» **Exercise goal**: Print the data below verbatim, minus images.

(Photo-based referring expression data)
━━━━━━━━━━━━━━━━━━━━━━━━━━━━━━
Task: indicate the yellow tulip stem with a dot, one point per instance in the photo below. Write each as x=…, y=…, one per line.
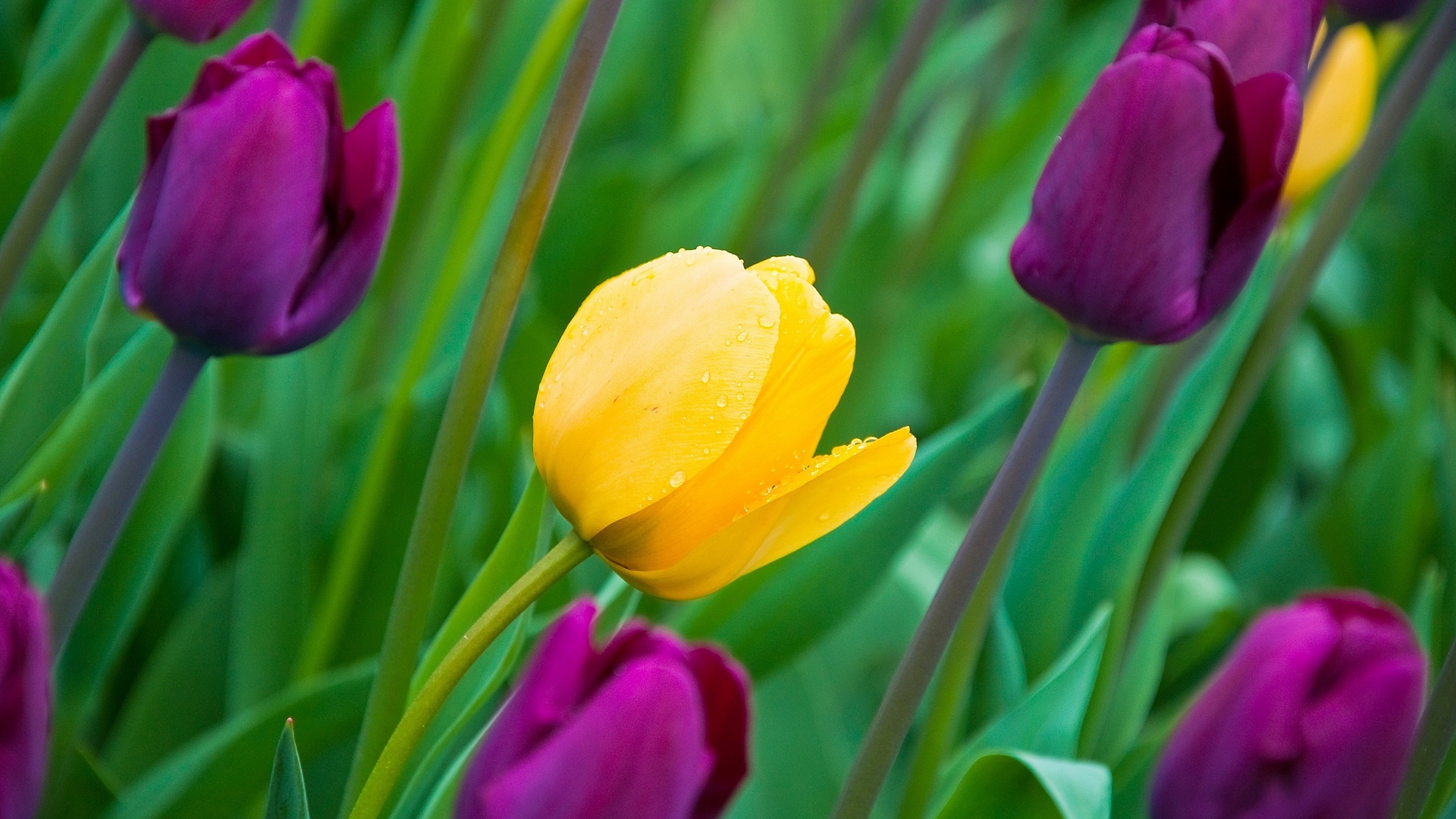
x=1288, y=305
x=897, y=710
x=402, y=742
x=410, y=611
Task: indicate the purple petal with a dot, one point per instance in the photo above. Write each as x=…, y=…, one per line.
x=635, y=751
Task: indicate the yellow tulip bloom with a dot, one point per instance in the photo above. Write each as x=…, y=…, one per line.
x=1337, y=111
x=677, y=420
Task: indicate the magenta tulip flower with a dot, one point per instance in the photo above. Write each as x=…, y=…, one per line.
x=259, y=219
x=25, y=694
x=1312, y=716
x=1256, y=36
x=1161, y=194
x=645, y=727
x=194, y=20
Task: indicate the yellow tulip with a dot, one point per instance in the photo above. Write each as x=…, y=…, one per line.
x=677, y=420
x=1337, y=111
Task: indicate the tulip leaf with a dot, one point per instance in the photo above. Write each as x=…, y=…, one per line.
x=136, y=564
x=769, y=617
x=1025, y=786
x=287, y=798
x=52, y=371
x=229, y=764
x=511, y=558
x=50, y=95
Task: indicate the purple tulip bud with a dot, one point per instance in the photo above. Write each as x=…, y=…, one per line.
x=259, y=219
x=194, y=20
x=1379, y=11
x=1158, y=199
x=1310, y=717
x=1256, y=36
x=644, y=729
x=25, y=694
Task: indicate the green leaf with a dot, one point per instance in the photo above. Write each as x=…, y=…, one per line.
x=511, y=558
x=52, y=371
x=287, y=798
x=136, y=564
x=1025, y=786
x=229, y=764
x=769, y=617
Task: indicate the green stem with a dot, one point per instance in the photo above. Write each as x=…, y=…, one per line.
x=462, y=417
x=839, y=206
x=360, y=522
x=951, y=687
x=1433, y=741
x=66, y=156
x=1288, y=305
x=897, y=710
x=406, y=735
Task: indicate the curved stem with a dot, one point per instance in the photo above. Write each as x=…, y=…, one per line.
x=109, y=507
x=563, y=558
x=66, y=156
x=351, y=551
x=839, y=206
x=1288, y=305
x=462, y=419
x=897, y=710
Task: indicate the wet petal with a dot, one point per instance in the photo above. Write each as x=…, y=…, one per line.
x=811, y=365
x=634, y=400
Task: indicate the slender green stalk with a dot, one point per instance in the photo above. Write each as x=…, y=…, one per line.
x=1288, y=305
x=563, y=558
x=1432, y=744
x=66, y=156
x=839, y=206
x=482, y=354
x=951, y=687
x=897, y=710
x=109, y=507
x=362, y=518
x=764, y=202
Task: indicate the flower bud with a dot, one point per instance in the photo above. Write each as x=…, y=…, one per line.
x=1337, y=111
x=1312, y=716
x=1256, y=36
x=1379, y=11
x=25, y=694
x=259, y=219
x=677, y=420
x=194, y=20
x=1158, y=199
x=644, y=729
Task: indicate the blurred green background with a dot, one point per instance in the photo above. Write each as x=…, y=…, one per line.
x=718, y=123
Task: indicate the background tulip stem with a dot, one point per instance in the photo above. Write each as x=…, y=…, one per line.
x=1433, y=741
x=897, y=710
x=1288, y=305
x=117, y=494
x=66, y=156
x=462, y=417
x=405, y=736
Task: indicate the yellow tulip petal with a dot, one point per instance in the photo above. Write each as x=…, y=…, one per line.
x=638, y=394
x=819, y=500
x=810, y=369
x=1337, y=111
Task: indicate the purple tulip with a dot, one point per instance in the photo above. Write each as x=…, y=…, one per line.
x=1379, y=11
x=25, y=694
x=1158, y=199
x=1256, y=36
x=259, y=219
x=644, y=729
x=1310, y=717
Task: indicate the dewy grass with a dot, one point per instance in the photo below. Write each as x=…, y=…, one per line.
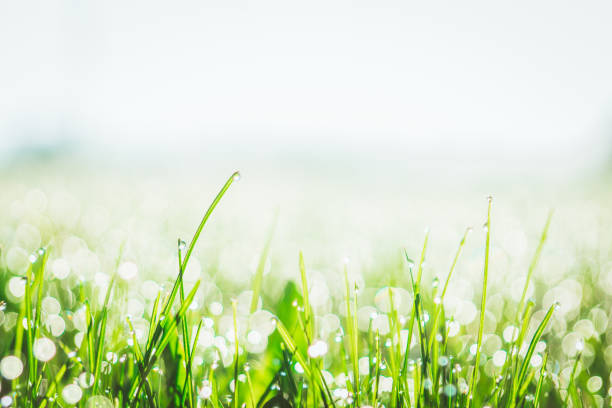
x=403, y=353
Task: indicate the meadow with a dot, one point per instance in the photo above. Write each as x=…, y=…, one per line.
x=378, y=298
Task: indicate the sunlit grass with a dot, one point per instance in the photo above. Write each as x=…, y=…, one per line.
x=181, y=345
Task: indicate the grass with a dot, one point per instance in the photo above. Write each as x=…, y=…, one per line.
x=407, y=356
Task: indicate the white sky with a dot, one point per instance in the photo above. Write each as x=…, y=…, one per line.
x=432, y=78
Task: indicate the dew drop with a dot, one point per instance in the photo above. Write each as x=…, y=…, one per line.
x=11, y=367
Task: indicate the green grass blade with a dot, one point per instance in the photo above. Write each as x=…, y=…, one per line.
x=483, y=302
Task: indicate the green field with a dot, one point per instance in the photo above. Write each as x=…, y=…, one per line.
x=336, y=297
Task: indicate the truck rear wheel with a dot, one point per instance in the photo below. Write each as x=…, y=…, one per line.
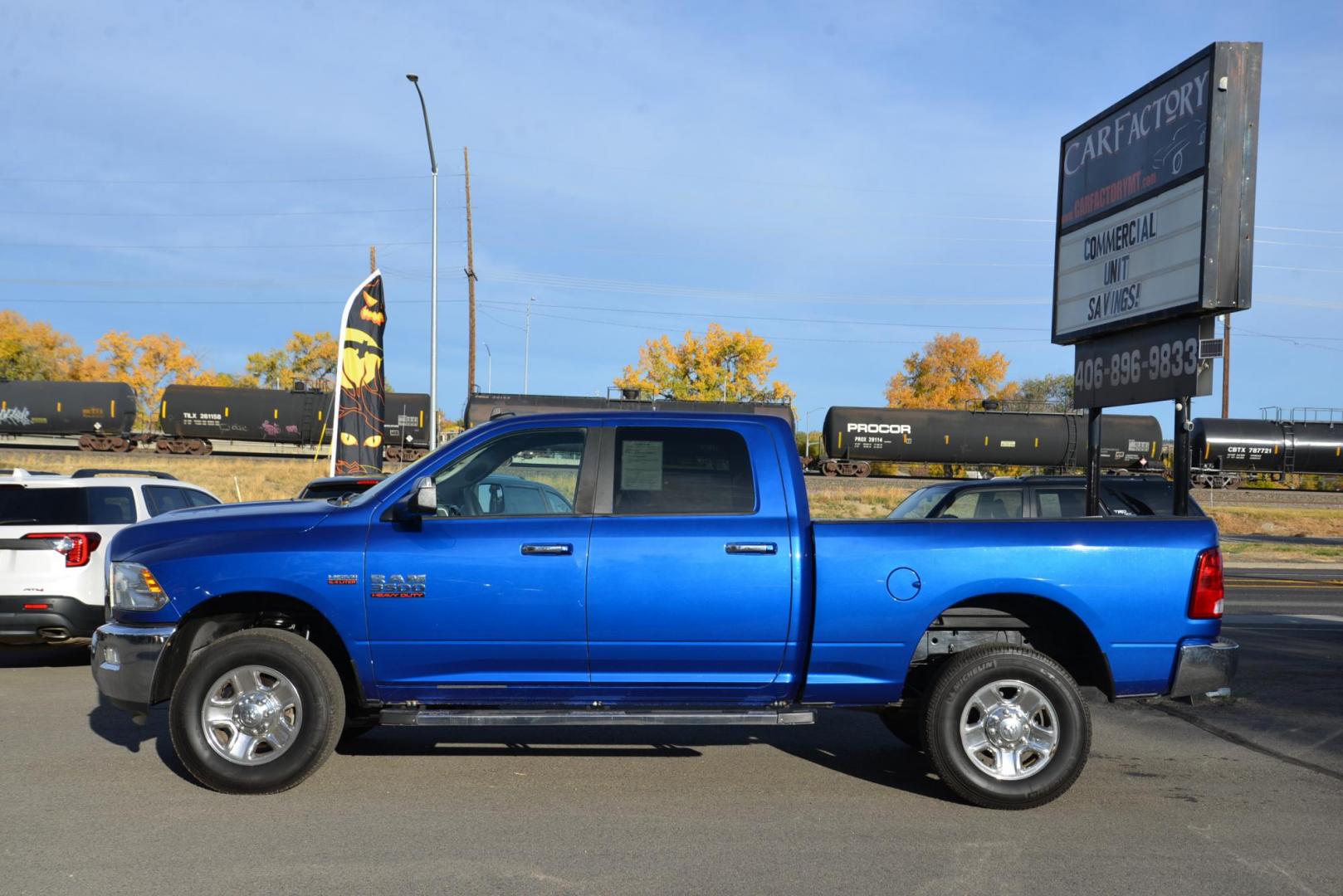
x=1006, y=727
x=256, y=712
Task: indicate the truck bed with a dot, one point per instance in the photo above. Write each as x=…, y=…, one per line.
x=881, y=583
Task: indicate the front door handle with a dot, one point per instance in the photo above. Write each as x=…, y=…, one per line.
x=539, y=550
x=752, y=547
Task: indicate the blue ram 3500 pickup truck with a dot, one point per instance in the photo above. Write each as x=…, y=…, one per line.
x=669, y=572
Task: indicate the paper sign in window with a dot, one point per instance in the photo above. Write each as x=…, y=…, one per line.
x=641, y=466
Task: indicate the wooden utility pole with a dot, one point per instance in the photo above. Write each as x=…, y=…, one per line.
x=471, y=281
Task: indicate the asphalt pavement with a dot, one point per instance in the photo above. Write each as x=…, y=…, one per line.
x=1237, y=796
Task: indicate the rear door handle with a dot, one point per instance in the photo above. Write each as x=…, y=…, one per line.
x=535, y=550
x=752, y=547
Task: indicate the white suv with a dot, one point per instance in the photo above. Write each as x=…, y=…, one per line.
x=52, y=535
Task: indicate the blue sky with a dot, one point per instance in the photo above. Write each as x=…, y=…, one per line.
x=845, y=179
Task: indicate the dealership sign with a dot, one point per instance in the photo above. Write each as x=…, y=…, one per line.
━━━━━━━━━━━━━━━━━━━━━━━━━━━━━━
» **Task solution**:
Task: indicate the yellow tulip stem with a dot, one point per instance in the photo below. Write each as x=…, y=…, one per line.
x=1288, y=305
x=897, y=710
x=402, y=742
x=410, y=611
Task: indicate the purple petal with a dot, one point per instance in the photo above. Write each as x=…, y=…, one per line.
x=635, y=751
Task: indicate the yellow tulip bloom with a dot, one point per instance in the photo above. Write each as x=…, y=…, one per line.
x=1337, y=111
x=677, y=420
Task: indicate the magenta tulip flower with a dot, one point per instance in the photo above. Write each as x=…, y=…, one per line.
x=259, y=219
x=25, y=694
x=1312, y=716
x=1256, y=36
x=1161, y=194
x=645, y=727
x=194, y=20
Task: indicate the yellow tulip with a dot, one point per instance in the photo above. Write each as x=…, y=…, one per line.
x=677, y=420
x=1337, y=111
Task: indicate the tulip leaf with a dot, one point per instance in the photo above. Write each as x=…, y=…, one per line.
x=136, y=564
x=769, y=617
x=1025, y=786
x=287, y=798
x=52, y=371
x=229, y=764
x=511, y=558
x=50, y=95
Task: indicate the purple tulip bud with a dot, one point per instance in the photo above. Write each as x=…, y=…, one per line.
x=259, y=219
x=194, y=20
x=1379, y=11
x=1158, y=199
x=1310, y=717
x=1256, y=36
x=644, y=729
x=25, y=694
Task: indicate the green leaf with a dot, one point per instance in the photo above. Write each as x=…, y=…, one per line.
x=511, y=558
x=52, y=371
x=287, y=798
x=136, y=564
x=1025, y=786
x=229, y=764
x=769, y=617
Task: indicate the green stem with a dot, one point per instance in the photo above. Write each as x=…, y=…, one per line.
x=462, y=417
x=839, y=206
x=360, y=522
x=951, y=687
x=1433, y=741
x=66, y=156
x=1288, y=305
x=897, y=710
x=406, y=735
Task: indicate the curved stem with a dot, one point per instance in the photo above. Write each as x=…, y=…, one per line.
x=109, y=507
x=563, y=558
x=66, y=156
x=351, y=551
x=839, y=206
x=1288, y=305
x=462, y=419
x=897, y=710
Task: indicate the wet petal with a dot, one point per instance in the photo above. Write each as x=…, y=…, one per line.
x=811, y=365
x=634, y=400
Task: indicate the slender green stalk with a dot, one point per instance in the photo above. Write each as x=…, y=…, one per line.
x=1288, y=305
x=563, y=558
x=1432, y=744
x=66, y=156
x=839, y=206
x=482, y=354
x=951, y=687
x=897, y=710
x=109, y=507
x=362, y=518
x=764, y=202
Task: indicate the flower bud with a dot, one point per instance in the photo above. Write each as x=…, y=…, one per line.
x=1337, y=111
x=1312, y=716
x=1256, y=36
x=1379, y=11
x=25, y=694
x=259, y=219
x=677, y=420
x=194, y=20
x=1158, y=199
x=644, y=729
Task: indicate the blurred green background with a dot, one point per instance in the photo above. Write each as x=…, y=…, one per line.
x=718, y=123
Task: indicate the background tulip stem with a dot, one point per instance in the photo above. Write each as x=…, y=…, one per line.
x=1433, y=741
x=897, y=710
x=1288, y=305
x=117, y=494
x=66, y=156
x=462, y=417
x=405, y=736
Task: indicate the yellow tulip petal with a dot, one point per instance in the photo above. Write each as x=…, y=…, one per line.
x=638, y=394
x=819, y=500
x=810, y=369
x=1337, y=111
Task: indicate the purple tulip with a dot, one point per instance in the photo above. Write each as x=…, y=…, one per line.
x=1379, y=11
x=25, y=694
x=1158, y=199
x=1256, y=36
x=259, y=219
x=644, y=729
x=1310, y=717
Task: indicate the dewy grass with a dot, one point per instance in the photo below. Write each as x=…, y=…, one per line.
x=403, y=353
Task: indicate the meadow with a dot, one point per instance in the photo above. Write each as x=…, y=…, one per line.
x=378, y=298
Task: indicate the sunlit grass with a dot, one point per instance in the photo above. Write each as x=…, y=…, one per line.
x=181, y=345
Task: indicate the grass with a dot, one point per instance in the photo above. Write each as x=…, y=…, one per line.
x=407, y=356
Task: indicate the white sky with a dot, one point per instance in the photo above. Write each as x=…, y=…, one per line.
x=432, y=78
Task: indicate the dew drop with a dot, one point per instance in the photo above. Write each as x=…, y=…, one per line.
x=11, y=367
Task: indicate the green grass blade with a dot, one point per instance in the photo above. Write each as x=…, y=…, one per line.
x=483, y=302
Task: indicate the green field with a dot, one point per instance in the photo above. Write each as x=…, y=…, one per line.
x=336, y=297
Task: indicate the truck rear wheel with a dot, one point per instance in the photo below. Write each as x=…, y=…, one per line.
x=1006, y=727
x=256, y=712
Task: indicate the truck bed with a dot, one point per instance in the photo above. Write each as x=…, y=…, one per line.
x=881, y=583
Task: indicate the front door handle with a dot, one point per instance in the photo above. Write each as x=…, y=…, one per line.
x=539, y=550
x=752, y=547
Task: indicate the blue ram 3500 pickup truck with a dot, one point per instance in the photo above. Write each as x=…, y=…, one per line.
x=669, y=572
Task: indicate the paper sign in window with a dot, one point per instance in the photo above. Write each as x=…, y=…, one per line.
x=641, y=466
Task: indicate the wooden utility pole with a dot, one point per instance in the photo above. Write each as x=…, y=…, one per line.
x=471, y=281
Task: indicate the asphalt pavement with a dot, one point per instance in the photo above. Write each as x=…, y=…, one per line.
x=1237, y=796
Task: indicate the rear door handle with a dot, one point per instance in the photo above. Write each as x=…, y=…, one per line.
x=535, y=550
x=752, y=547
Task: indicate the white suv with a dot, one point per instance in the photo above. Write each as x=…, y=…, one per line.
x=52, y=535
Task: indicate the blue sky with a dot, one point per instance in the photo above. Write each as x=…, y=…, one per line.
x=845, y=179
Task: indicate the dealership sign with a dot, one point per instance in the photo above. Write each as x=…, y=…, one per line.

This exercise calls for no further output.